[Excerpted data]:
==========

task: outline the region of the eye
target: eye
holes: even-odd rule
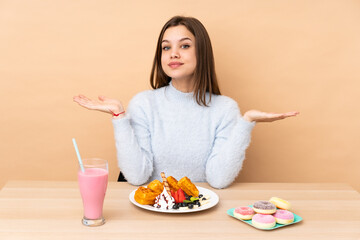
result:
[[[190,45],[185,44],[185,45],[182,45],[181,47],[182,47],[182,48],[189,48],[189,47],[190,47]]]
[[[162,49],[163,49],[164,51],[167,51],[167,50],[169,50],[169,49],[170,49],[170,47],[165,46],[165,47],[163,47]]]

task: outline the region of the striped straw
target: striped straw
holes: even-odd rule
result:
[[[78,160],[79,160],[79,165],[80,165],[81,171],[82,171],[82,172],[85,172],[83,163],[82,163],[82,161],[81,161],[79,149],[78,149],[77,144],[76,144],[76,141],[75,141],[75,138],[73,138],[72,141],[73,141],[73,144],[74,144],[74,147],[75,147],[76,156],[77,156],[77,158],[78,158]]]

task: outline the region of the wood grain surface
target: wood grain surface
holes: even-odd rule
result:
[[[109,182],[105,225],[81,224],[77,182],[11,181],[0,191],[0,239],[360,239],[360,194],[341,183],[235,183],[213,189],[220,201],[206,211],[165,214],[129,201],[136,186]],[[272,231],[255,229],[226,214],[230,208],[277,196],[303,218]]]

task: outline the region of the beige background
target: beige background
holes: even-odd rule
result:
[[[155,44],[173,15],[198,18],[224,95],[249,109],[298,110],[258,124],[243,182],[345,182],[360,190],[360,1],[0,0],[0,187],[76,180],[82,157],[116,163],[110,116],[78,93],[128,104],[149,89]]]

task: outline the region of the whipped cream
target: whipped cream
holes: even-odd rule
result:
[[[167,210],[167,209],[172,209],[174,204],[175,204],[175,199],[172,196],[170,196],[169,193],[164,188],[162,193],[160,193],[155,198],[154,207]]]

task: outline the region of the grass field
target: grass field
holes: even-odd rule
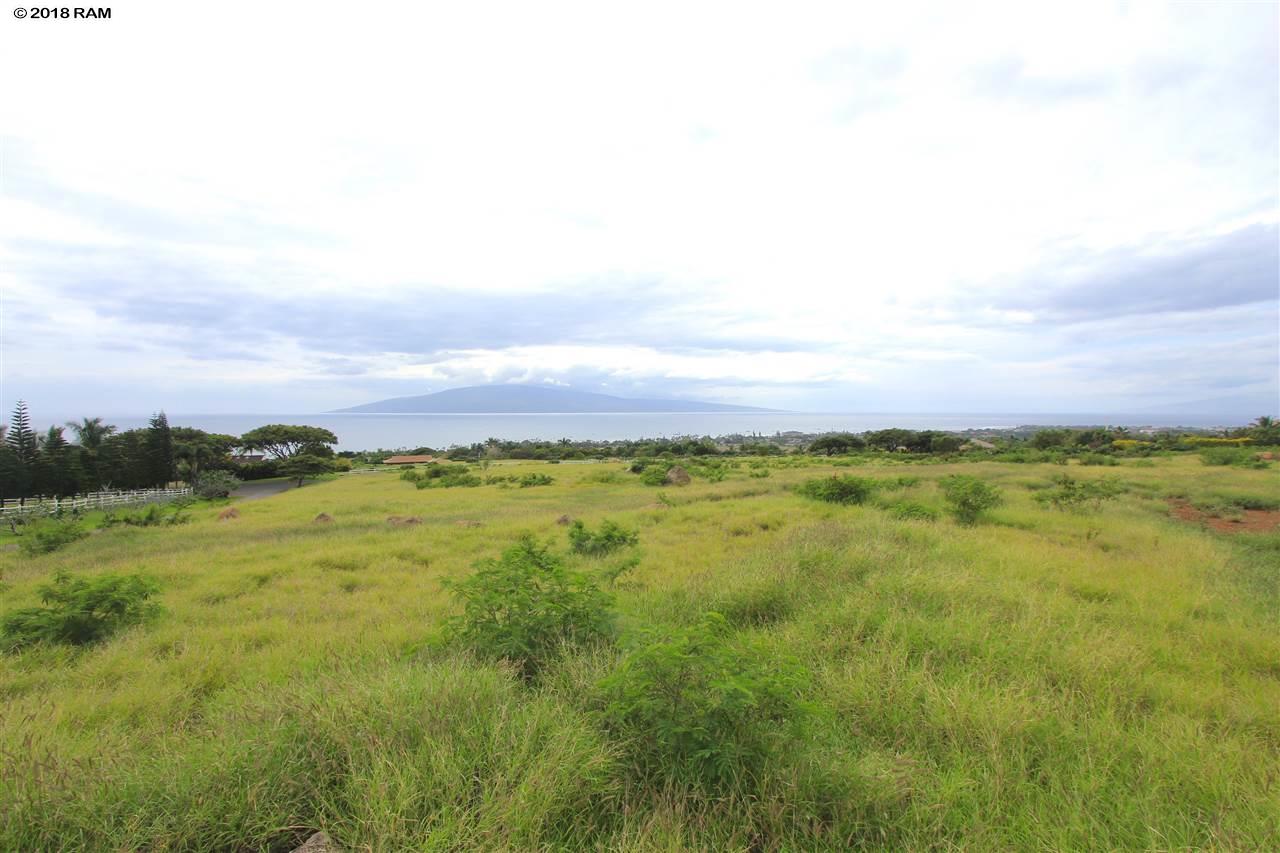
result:
[[[1274,469],[1072,466],[1125,491],[1068,513],[1032,499],[1059,466],[790,462],[662,488],[617,463],[488,472],[537,488],[352,474],[0,554],[3,611],[58,570],[145,573],[164,608],[0,656],[0,849],[1280,849],[1280,534],[1168,503],[1274,503]],[[941,509],[957,471],[1005,502],[962,527],[791,491],[837,471],[908,477],[880,503]],[[525,532],[567,554],[562,514],[639,532],[618,641],[531,684],[436,641],[442,581]],[[808,673],[803,728],[728,784],[638,775],[599,682],[640,629],[708,610]]]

==========

[Required work]: Would you retype exactly the lines above, from the line with "target: striped straw" to the line with "target: beige background", with both end lines kept and nothing more?

[Solved problem]:
target: striped straw
holes: even-odd rule
result:
[[[78,160],[79,160],[79,165],[80,165],[81,171],[82,171],[82,172],[85,172],[83,163],[82,163],[82,161],[81,161],[79,149],[78,149],[77,144],[76,144],[76,141],[75,141],[75,138],[73,138],[72,141],[73,141],[73,144],[74,144],[74,147],[75,147],[76,156],[77,156],[77,158],[78,158]]]

task: outline the region of the wood grain surface
target: wood grain surface
holes: even-odd rule
result:
[[[109,182],[105,225],[81,224],[77,182],[11,181],[0,191],[0,239],[360,239],[360,194],[341,183],[235,183],[213,189],[220,201],[206,211],[165,214],[129,201],[136,186]],[[272,231],[255,229],[226,214],[230,208],[277,196],[303,218]]]

task: outline the region of the beige background
target: beige background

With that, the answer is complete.